== Given data

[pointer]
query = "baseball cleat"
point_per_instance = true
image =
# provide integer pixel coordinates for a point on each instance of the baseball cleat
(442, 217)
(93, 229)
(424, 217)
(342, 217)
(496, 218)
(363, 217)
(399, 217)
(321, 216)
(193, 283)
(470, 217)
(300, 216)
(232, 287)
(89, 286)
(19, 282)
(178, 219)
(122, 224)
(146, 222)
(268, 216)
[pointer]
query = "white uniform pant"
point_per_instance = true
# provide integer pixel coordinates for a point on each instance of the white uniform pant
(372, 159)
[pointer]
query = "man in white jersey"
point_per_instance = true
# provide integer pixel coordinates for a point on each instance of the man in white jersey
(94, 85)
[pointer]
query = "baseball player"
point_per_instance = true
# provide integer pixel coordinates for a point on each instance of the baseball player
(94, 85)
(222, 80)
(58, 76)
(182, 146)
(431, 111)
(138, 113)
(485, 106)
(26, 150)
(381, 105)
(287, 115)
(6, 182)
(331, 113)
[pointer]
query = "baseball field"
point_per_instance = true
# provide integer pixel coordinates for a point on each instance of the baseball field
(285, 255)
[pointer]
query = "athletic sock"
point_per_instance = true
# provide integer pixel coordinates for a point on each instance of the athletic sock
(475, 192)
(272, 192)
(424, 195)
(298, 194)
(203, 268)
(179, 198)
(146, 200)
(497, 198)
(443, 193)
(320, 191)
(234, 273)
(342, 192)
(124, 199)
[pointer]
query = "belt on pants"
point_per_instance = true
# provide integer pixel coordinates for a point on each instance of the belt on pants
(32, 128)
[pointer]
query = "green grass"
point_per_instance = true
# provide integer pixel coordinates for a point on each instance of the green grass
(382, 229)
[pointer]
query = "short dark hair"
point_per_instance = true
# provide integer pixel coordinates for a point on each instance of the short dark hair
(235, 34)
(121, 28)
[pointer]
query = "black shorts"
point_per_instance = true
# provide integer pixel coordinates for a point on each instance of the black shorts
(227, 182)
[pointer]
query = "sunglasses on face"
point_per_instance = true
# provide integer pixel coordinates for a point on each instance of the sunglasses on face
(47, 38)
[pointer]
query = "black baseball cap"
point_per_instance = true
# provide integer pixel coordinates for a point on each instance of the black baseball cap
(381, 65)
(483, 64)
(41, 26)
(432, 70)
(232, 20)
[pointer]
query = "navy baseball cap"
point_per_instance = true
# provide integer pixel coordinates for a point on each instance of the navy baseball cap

====

Repeat the lines above exactly.

Written answer:
[pointer]
query = "baseball cleat"
point_per_instance = true
image =
# provide integer pixel coordinates for a point on each instance of the baseball cleat
(442, 217)
(93, 229)
(424, 217)
(342, 217)
(496, 218)
(363, 217)
(399, 217)
(321, 216)
(193, 283)
(470, 217)
(300, 216)
(232, 287)
(89, 286)
(19, 282)
(178, 219)
(122, 224)
(146, 222)
(268, 216)
[pointer]
query = "white uniform pant"
point_per_instance = true
# provide integer pixel coordinates for a point on each instance of the white uniform pant
(372, 159)
[pointer]
query = "man in white jersey"
point_per_instance = true
# provide integer pixel coordinates for a point on each instance of the man in white jersey
(94, 85)
[pointer]
query = "baseball player"
point_per_instance = true
# provide integer pixel coordinates for a point on each instance of the baseball player
(94, 85)
(222, 80)
(58, 76)
(182, 146)
(431, 111)
(138, 113)
(485, 106)
(26, 150)
(381, 105)
(287, 115)
(6, 182)
(331, 113)
[pointer]
query = "baseball field"
point_per_instance = true
# provide integer pixel coordinates for a point on each instance of the baseball field
(285, 255)
[pointer]
query = "athletic sock"
point_per_instance = true
# provide integer pixel coordinates for a point on each instance of the athletic sock
(475, 192)
(272, 192)
(424, 195)
(298, 194)
(203, 268)
(179, 198)
(146, 200)
(497, 198)
(443, 193)
(320, 191)
(234, 273)
(342, 192)
(124, 199)
[pointer]
query = "belt on pants"
point_per_instance = true
# provide integer pixel coordinates for a point on each instance of the belt on pants
(32, 128)
[pointer]
query = "green grass"
point_per_instance = true
# provide integer pixel coordinates for a point on each instance of the green grass
(382, 229)
[pointer]
query = "short dark hair"
point_per_instance = true
# provide integer pixel coordinates for a point on each instance of the short dark hair
(235, 34)
(121, 28)
[pointer]
query = "black shorts"
point_per_instance = true
# provide integer pixel coordinates for a point on each instance of the black shorts
(227, 182)
[pointer]
query = "sunglasses on face"
point_per_instance = true
# provide integer pixel coordinates for a point on each instance of the sunglasses on face
(47, 38)
[pointer]
query = "black baseball cap"
point_per_instance = true
# provide integer pixel coordinates for a point on each instance of the black baseball cap
(381, 65)
(483, 64)
(41, 26)
(432, 70)
(232, 20)
[pointer]
query = "navy baseball cap"
point_per_instance = true
# provide integer pixel coordinates for a point on each instance of the navy baseball cap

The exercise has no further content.